[Exercise goal]:
Search the entries below. Return every line that has "white" in it.

[Saved entries]:
————————

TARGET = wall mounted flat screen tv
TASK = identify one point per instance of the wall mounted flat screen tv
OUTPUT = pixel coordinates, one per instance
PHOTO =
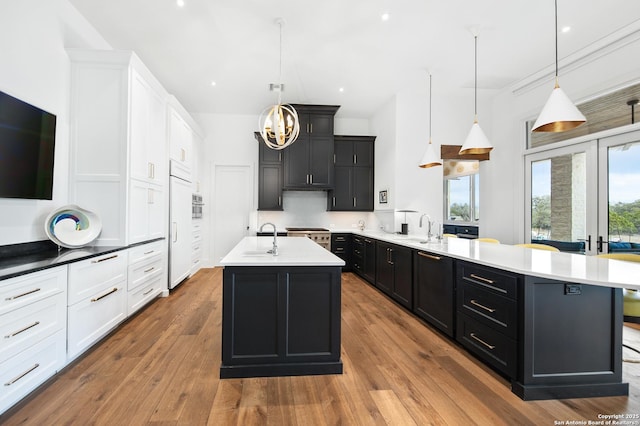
(27, 145)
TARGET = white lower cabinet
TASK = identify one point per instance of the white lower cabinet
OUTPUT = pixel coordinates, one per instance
(33, 319)
(97, 300)
(147, 276)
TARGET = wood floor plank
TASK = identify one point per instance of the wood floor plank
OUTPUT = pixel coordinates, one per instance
(161, 367)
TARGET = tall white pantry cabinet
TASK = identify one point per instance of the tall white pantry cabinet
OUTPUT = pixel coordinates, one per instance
(119, 156)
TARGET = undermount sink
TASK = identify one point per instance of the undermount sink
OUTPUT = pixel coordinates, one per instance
(254, 253)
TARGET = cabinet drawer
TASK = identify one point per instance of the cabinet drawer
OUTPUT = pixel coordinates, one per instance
(492, 347)
(24, 327)
(20, 291)
(145, 251)
(491, 279)
(489, 308)
(139, 297)
(93, 275)
(92, 318)
(21, 374)
(140, 272)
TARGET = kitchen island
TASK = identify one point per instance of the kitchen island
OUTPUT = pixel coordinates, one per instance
(280, 313)
(549, 322)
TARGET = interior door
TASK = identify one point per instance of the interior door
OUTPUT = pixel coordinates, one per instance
(619, 190)
(232, 206)
(561, 190)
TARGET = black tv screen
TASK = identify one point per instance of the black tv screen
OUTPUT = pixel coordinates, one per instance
(27, 144)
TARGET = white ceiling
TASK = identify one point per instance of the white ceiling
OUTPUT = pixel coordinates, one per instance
(331, 44)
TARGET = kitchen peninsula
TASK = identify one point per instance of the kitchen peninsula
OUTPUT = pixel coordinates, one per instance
(281, 313)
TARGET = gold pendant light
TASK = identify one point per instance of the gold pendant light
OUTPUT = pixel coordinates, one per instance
(559, 113)
(279, 124)
(476, 141)
(430, 158)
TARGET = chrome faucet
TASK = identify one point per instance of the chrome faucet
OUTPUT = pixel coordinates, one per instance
(274, 250)
(429, 223)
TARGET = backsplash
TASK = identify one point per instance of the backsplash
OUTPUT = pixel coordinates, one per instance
(309, 208)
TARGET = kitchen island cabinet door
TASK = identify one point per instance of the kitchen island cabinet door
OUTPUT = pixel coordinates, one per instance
(434, 290)
(280, 321)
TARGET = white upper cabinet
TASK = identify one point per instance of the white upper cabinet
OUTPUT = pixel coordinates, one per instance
(119, 160)
(180, 138)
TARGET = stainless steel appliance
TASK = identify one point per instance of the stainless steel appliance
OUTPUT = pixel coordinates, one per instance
(321, 236)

————————

[Output below]:
TARGET = white lower cabinet
TASK = identify one point per instance of the white lower cabinet
TARGET = tall white pantry cabinet
TASK = identify one point per instance of the tall white pantry cabinet
TARGET = white ceiling
TASK = identify one point per instance of the white ceiling
TARGET = white upper cabinet
TASK = identify one point per instance of the white upper cabinet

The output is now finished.